Given instruction:
Could you copy out, word for word, the part of the records that opens with the line containing "One marker serves each instance of the rectangular" and closes with the line containing "(1133, 689)", including both of those lines and nothing else?

--- Provided information ---

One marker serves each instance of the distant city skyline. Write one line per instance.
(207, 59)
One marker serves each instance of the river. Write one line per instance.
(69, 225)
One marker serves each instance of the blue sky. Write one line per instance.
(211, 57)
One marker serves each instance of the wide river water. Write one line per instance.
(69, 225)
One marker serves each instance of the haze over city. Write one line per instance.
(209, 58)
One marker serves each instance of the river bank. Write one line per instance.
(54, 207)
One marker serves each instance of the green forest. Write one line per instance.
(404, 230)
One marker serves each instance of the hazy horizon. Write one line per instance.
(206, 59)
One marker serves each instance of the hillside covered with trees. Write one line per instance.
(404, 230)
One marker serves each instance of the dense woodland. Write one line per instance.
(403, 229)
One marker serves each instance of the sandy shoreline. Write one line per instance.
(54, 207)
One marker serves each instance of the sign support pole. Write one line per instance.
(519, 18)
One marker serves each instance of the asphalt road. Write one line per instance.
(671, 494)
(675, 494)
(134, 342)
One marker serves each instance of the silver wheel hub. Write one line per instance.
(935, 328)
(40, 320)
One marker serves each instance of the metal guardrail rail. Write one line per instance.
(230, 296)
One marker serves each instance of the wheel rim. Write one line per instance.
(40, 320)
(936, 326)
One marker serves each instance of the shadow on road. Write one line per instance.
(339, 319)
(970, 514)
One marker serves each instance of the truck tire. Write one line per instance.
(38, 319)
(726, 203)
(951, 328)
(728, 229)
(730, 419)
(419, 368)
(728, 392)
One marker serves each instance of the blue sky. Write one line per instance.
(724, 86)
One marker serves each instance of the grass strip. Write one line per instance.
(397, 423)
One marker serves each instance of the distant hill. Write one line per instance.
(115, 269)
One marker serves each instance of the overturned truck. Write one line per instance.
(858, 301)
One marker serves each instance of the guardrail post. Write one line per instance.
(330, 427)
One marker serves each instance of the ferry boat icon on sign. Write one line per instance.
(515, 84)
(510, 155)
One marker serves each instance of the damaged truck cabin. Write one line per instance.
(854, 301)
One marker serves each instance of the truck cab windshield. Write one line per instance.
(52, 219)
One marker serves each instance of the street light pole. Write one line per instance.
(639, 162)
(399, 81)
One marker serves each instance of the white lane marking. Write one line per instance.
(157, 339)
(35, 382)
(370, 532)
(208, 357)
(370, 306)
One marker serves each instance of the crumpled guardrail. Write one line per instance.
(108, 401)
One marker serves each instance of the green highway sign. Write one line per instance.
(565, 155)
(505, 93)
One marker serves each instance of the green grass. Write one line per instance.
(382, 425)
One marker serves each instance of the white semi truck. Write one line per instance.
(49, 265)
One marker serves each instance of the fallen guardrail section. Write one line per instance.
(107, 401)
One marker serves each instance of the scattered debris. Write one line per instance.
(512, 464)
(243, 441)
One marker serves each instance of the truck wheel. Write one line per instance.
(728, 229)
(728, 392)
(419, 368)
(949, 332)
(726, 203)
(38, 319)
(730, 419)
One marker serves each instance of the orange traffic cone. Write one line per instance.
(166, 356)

---
--- Provided information ---

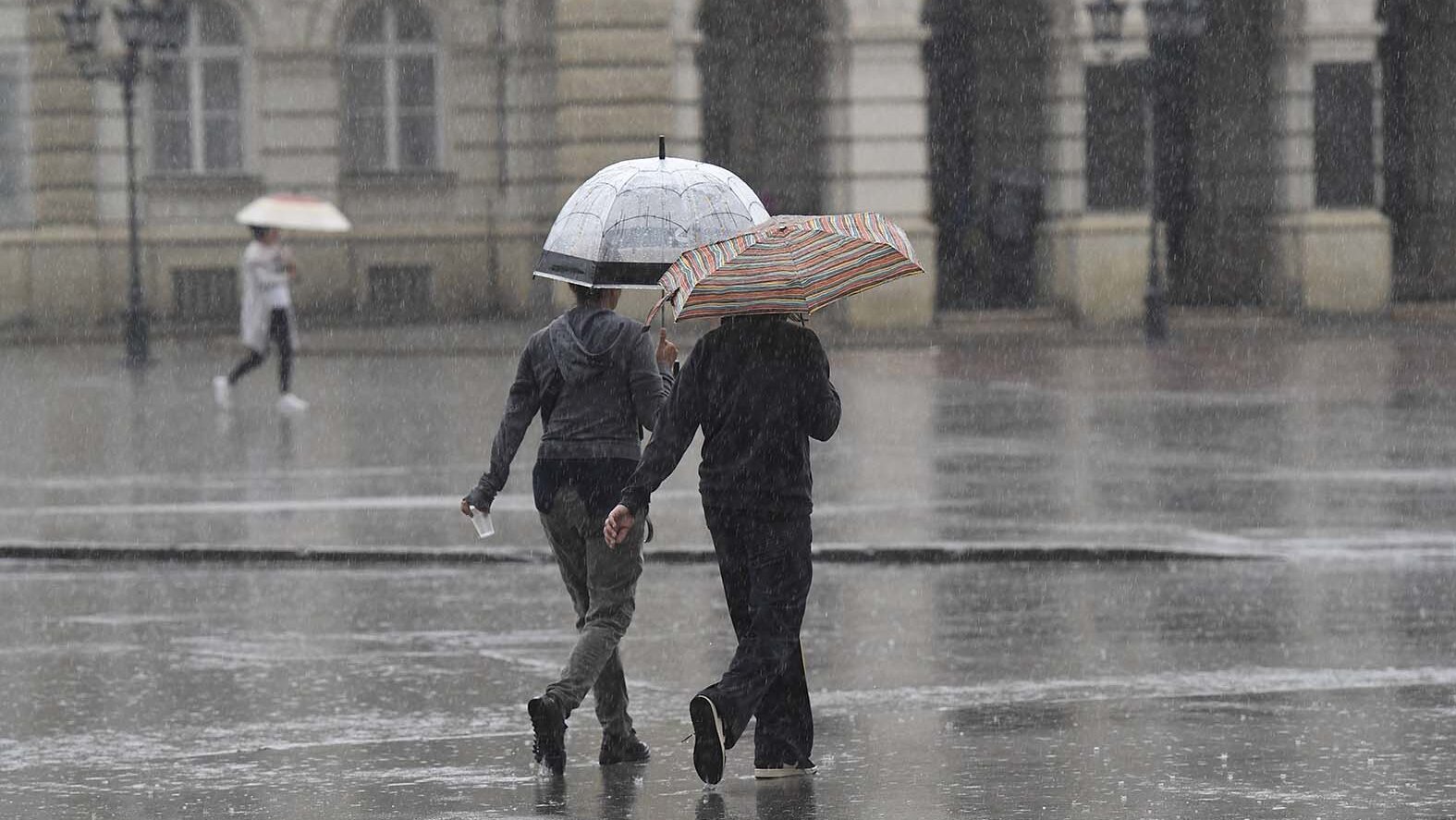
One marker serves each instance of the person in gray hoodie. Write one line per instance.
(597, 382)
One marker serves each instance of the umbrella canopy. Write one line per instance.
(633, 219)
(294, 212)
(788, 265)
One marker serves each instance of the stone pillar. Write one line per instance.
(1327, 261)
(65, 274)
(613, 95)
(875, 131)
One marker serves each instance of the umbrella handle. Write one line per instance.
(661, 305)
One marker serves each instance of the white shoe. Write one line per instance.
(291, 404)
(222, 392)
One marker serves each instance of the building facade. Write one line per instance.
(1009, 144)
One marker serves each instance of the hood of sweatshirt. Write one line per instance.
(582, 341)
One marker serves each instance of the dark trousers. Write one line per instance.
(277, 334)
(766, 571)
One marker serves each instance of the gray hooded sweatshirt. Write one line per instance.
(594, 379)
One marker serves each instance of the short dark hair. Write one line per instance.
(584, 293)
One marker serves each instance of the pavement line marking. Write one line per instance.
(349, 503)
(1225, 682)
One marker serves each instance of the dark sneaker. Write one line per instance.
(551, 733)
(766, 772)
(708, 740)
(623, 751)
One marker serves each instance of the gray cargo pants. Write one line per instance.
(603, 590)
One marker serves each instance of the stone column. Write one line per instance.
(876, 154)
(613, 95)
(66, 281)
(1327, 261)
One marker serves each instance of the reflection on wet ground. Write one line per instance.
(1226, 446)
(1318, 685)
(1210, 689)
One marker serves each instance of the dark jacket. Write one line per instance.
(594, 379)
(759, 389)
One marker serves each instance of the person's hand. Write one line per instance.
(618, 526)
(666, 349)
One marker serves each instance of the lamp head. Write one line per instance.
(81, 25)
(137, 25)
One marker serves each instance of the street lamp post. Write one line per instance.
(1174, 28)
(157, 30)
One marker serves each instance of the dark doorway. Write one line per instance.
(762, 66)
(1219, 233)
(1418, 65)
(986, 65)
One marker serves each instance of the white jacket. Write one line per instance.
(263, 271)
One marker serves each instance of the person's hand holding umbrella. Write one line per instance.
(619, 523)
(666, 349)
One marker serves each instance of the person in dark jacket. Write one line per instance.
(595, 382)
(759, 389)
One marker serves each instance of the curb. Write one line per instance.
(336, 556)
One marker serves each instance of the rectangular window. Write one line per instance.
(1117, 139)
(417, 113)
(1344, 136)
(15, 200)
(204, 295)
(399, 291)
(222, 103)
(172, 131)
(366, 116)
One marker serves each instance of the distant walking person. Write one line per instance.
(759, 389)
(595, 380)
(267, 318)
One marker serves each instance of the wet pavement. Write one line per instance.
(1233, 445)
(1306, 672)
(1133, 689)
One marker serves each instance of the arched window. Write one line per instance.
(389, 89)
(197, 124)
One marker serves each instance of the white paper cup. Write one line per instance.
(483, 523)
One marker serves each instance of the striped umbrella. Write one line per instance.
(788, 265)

---

Answer:
One marker serves each instance of the rectangular window. Write one line per instance.
(1117, 139)
(417, 113)
(1344, 136)
(15, 200)
(204, 295)
(399, 291)
(222, 103)
(172, 131)
(366, 116)
One marker serves each instance of the distant walking person. Write one line per instance.
(759, 389)
(595, 380)
(267, 318)
One marker serves each instance of the wet pavement. Write one line per instance.
(1233, 445)
(1306, 672)
(1133, 689)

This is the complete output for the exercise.